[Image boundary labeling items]
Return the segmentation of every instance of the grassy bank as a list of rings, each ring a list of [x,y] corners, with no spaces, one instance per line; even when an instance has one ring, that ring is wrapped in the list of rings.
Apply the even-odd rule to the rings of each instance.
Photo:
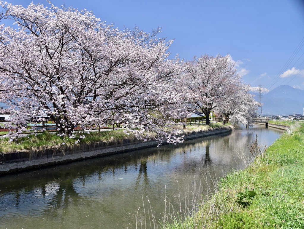
[[[302,121],[273,121],[273,120],[269,120],[268,121],[268,123],[270,124],[276,124],[279,125],[284,125],[284,126],[291,126],[293,125],[294,125],[295,123],[302,123]],[[304,123],[304,122],[303,122]]]
[[[166,228],[304,228],[304,124],[298,125],[265,151],[252,145],[253,156],[259,154],[253,163],[222,179],[192,217]]]
[[[175,128],[180,129],[180,134],[185,135],[226,127],[221,123],[212,123],[210,126],[188,126],[185,129],[181,126]],[[154,134],[151,133],[150,134]],[[63,138],[56,134],[46,132],[19,138],[17,140],[11,142],[8,138],[0,139],[0,153],[9,153],[21,151],[37,152],[48,149],[72,151],[84,147],[94,148],[96,144],[100,143],[105,146],[116,145],[122,144],[125,140],[128,140],[131,142],[136,140],[134,136],[125,134],[121,130],[91,132],[90,133],[79,132],[77,135],[78,137],[75,139]],[[84,138],[79,137],[84,135],[85,136]],[[78,141],[75,141],[78,139],[79,140]]]

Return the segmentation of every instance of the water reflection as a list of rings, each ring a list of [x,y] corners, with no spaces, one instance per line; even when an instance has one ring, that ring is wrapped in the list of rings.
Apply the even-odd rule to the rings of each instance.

**WRITTEN REQUEST:** Please copy out the records above word for word, leaving out the pictures.

**SOLUTION:**
Return the segmentation of every instance of the grassy bank as a list of rings, each ring a list of [x,y] corners, with no spaces, one instance per line; even when an instance has one ring, that ring is wrapped in the list of rings.
Apply the even-odd rule to the rings of each instance.
Photo:
[[[302,121],[273,121],[273,120],[269,120],[268,121],[268,123],[270,124],[276,124],[279,125],[284,125],[284,126],[291,126],[293,125],[294,125],[295,123],[302,123]],[[304,123],[304,122],[303,122]]]
[[[166,228],[304,228],[304,124],[298,125],[265,151],[252,145],[253,156],[259,154],[253,163],[222,179],[192,217]]]
[[[175,128],[180,129],[180,134],[185,135],[226,127],[221,123],[212,123],[210,126],[188,126],[185,129],[181,126]],[[154,134],[151,133],[150,134]],[[63,138],[56,134],[46,132],[19,138],[17,140],[11,142],[8,138],[0,139],[0,153],[9,153],[21,151],[37,152],[48,149],[72,151],[84,147],[94,148],[96,144],[100,143],[105,146],[116,145],[122,144],[125,140],[128,140],[131,142],[136,140],[134,136],[125,134],[121,130],[91,132],[90,133],[79,132],[77,135],[78,137],[75,139]],[[84,138],[79,137],[84,135],[85,136]],[[78,141],[75,141],[78,139],[79,140]]]

Return the segmentation of every instance of the water reflection as a list of rings, each ring a list of [x,y] corners, with no spaces, one instance per line; even when an instance has one ring, that ring is wrapped in the list of rings.
Apply the even-odd rule to the rings of each instance.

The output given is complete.